** QUOTED PASSAGE **
Non-MX Interviews: George Buza (7/07 Laffmasters)

Feb 12, 2016 07:28




Laffmasters 7/28/07: George Buza Interview Part 1 and Part 2

Maxcott & Co. with George Buza

Mark Scott: Ladies and Gentlemen, I'm Mark Scott with Mascott & Company, and I have some imperial company today. I have George Buza in the studio. Good morning, George.

George Buza: Good morning.

Mark: How are we doing?

George: Still alive.

Mark: You're very well known as Turner. Is it Turner?

George: Turner from Maniac Mansion.

Mark: From Maniac Mansion. And considering the size of you, to play a baby...

George: Well, he was a four year old.

Mark: That's...who inspired that?

George: It was cooked up by Eugene Levy and Joel Flaherty, John Hemple, the people from Second City. And then they based it loosely on a video game, it was from George Lucas, which was Maniac Mansion.

Mark: A video game? Oh,okay. So it was a video game before the show.

George: Yeah.

Mark: And these days, you would have come with a candy as well. [George laughs.] So the premise was that you are a four year old, and you are in a mansion with...

George: Well, Dad is a scientist, and he's got this nuclear chamber down in the basement in his laboratory. And Uncle Harry, who was John Hemple, was kind of like the, sort of loser of the family who had married into it. And he always had a couple of shady deals on the go, and he was in charge of looking after Turner one day, and he was too busy on the phone making bets with his bookie. Turner wandered into the nuclear chamber as a little boy, and then Uncle Harry went in there after him, and the thing turned on. There was a fly in the chamber as well, so Uncle Harry turned into a fly and Turner turned into this giant gargantua. And that was the basis of those characters.

Mark: And that sounds like a bit of a twist on The Fly.

George: Well, yeah, there were a lot of spoofs that went on, as is Second City's wont, to toss everything up that they can get their hands on. There was a lot of under-the-radar comedy that went on in that show. We spoofed basically everything in the course of the three seasons.

Mark: There were...

George: Well, under the radar. I mean, the producers of the show that carried the actual broadcast of Maniac Mansion was none other than Pat Robertson's family channel. So we had some fairly strict guidelines of what could be done and what couldn't be done. If we were having dinner, there was no wine on the table ever. So with a lot of these stringent rules to kind of please Pat Robertson and the gang--

Mark: It must have been a...

George: It became a challenge to fly off-color jokes under the radar.

Mark: Right. To stay--

George: To see how much we could get away with that was veiled, that some people would get and others would not.

Mark: So it had to be wholesome humor, family oriented.

George: Yeah.

Mark: And yet, you were in a setting that was totally absurd. So you start off, by the premise sort of expects that you're going to go off-color a lot.

George: Today, it would be seriously off-color. But then it had to be done really under the radar. I think we succeeded, because High Times Magazine voted us the number one show to watch stoned, so I guess we did a good job. But I've had a long career of playing bikers.

** DIRECTIONS **
Copy the interview starting at "Feb 12, 2016" and ending at "are we doing?", changing "studio" to "booth".

[Source records]
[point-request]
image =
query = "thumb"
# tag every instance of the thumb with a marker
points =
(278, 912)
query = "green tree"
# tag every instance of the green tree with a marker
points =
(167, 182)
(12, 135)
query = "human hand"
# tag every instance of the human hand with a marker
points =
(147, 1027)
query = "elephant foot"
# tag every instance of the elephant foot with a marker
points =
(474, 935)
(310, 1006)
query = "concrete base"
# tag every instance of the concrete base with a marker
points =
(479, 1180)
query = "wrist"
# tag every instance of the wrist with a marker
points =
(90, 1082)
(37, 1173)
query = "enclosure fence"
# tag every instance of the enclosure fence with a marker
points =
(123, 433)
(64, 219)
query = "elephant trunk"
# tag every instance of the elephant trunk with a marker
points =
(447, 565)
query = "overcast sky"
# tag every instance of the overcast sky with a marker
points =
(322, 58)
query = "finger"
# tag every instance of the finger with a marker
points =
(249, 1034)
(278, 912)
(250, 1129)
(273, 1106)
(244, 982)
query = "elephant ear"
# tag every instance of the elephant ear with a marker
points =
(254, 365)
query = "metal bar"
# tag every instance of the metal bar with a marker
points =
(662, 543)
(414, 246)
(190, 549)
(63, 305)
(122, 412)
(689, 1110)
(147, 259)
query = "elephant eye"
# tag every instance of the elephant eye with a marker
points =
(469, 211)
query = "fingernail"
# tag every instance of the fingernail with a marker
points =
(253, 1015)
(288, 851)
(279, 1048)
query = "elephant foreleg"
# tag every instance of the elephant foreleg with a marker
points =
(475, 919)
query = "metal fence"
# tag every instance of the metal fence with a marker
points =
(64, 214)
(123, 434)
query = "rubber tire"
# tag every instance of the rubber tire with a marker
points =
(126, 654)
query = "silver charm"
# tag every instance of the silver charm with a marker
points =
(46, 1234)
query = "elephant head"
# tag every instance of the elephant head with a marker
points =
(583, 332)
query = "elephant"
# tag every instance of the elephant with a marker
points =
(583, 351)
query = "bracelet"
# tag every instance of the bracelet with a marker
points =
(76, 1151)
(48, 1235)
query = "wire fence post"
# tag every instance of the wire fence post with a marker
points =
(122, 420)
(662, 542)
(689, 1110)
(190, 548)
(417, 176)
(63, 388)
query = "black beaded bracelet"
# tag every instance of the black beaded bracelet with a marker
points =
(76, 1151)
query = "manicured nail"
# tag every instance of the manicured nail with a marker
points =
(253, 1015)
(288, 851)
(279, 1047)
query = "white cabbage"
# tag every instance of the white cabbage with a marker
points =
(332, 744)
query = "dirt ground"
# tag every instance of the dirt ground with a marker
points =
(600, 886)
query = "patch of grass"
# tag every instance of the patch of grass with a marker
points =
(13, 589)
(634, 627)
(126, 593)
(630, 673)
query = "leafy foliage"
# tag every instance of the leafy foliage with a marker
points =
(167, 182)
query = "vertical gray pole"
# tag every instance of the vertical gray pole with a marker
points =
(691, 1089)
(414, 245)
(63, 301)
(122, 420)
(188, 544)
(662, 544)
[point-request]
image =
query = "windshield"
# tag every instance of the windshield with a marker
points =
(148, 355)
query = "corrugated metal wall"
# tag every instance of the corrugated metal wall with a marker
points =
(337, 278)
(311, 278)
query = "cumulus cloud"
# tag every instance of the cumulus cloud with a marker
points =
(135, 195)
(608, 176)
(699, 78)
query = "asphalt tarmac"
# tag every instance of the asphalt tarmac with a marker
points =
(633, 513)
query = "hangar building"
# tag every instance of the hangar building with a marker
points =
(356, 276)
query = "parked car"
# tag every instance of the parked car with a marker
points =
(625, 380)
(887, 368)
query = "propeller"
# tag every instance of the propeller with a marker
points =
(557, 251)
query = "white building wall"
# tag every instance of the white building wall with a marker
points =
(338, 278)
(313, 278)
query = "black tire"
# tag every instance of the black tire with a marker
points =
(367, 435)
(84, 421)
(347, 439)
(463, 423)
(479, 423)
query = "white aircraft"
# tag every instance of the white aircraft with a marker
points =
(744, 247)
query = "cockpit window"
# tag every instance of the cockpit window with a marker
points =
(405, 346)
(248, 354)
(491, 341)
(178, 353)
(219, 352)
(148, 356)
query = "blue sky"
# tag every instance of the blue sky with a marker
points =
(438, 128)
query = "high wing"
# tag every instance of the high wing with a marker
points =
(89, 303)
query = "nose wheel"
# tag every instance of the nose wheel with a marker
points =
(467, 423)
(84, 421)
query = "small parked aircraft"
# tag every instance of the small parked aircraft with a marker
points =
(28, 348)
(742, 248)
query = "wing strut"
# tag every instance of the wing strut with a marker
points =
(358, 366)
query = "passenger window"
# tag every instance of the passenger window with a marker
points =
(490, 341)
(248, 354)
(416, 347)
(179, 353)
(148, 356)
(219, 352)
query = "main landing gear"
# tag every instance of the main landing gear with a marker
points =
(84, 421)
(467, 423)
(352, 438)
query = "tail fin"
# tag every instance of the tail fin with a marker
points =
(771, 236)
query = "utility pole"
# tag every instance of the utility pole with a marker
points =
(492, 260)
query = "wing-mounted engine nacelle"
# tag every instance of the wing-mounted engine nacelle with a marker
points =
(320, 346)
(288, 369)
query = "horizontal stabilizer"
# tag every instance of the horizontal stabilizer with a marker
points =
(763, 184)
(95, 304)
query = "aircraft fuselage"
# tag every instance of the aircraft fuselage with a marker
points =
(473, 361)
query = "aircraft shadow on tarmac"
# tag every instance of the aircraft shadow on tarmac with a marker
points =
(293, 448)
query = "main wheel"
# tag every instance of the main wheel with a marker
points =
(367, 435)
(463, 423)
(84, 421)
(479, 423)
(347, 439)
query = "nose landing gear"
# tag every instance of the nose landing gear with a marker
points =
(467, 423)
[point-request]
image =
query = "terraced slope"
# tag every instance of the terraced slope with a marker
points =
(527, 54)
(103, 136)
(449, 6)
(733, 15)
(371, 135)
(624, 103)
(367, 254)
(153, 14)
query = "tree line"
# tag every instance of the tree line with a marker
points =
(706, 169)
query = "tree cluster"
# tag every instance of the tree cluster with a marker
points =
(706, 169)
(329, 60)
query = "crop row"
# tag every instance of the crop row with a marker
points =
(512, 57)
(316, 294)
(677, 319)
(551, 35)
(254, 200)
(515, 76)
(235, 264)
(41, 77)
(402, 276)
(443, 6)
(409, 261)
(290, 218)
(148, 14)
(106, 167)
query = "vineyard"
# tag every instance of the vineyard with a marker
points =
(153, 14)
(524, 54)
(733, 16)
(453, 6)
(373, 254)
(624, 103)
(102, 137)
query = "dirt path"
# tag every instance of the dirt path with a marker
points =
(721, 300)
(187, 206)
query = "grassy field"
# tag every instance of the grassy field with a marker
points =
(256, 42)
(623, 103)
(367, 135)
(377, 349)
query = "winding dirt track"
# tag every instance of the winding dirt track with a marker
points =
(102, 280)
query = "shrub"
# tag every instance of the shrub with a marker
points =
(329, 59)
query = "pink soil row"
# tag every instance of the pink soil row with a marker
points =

** ANSWER FOR THE TASK **
Feb 12, 2016 07:28




Laffmasters 7/28/07: George Buza Interview Part 1 and Part 2

Maxcott & Co. with George Buza

Mark Scott: Ladies and Gentlemen, I'm Mark Scott with Mascott & Company, and I have some imperial company today. I have George Buza in the booth. Good morning, George.

George Buza: Good morning.

Mark: How are we doing?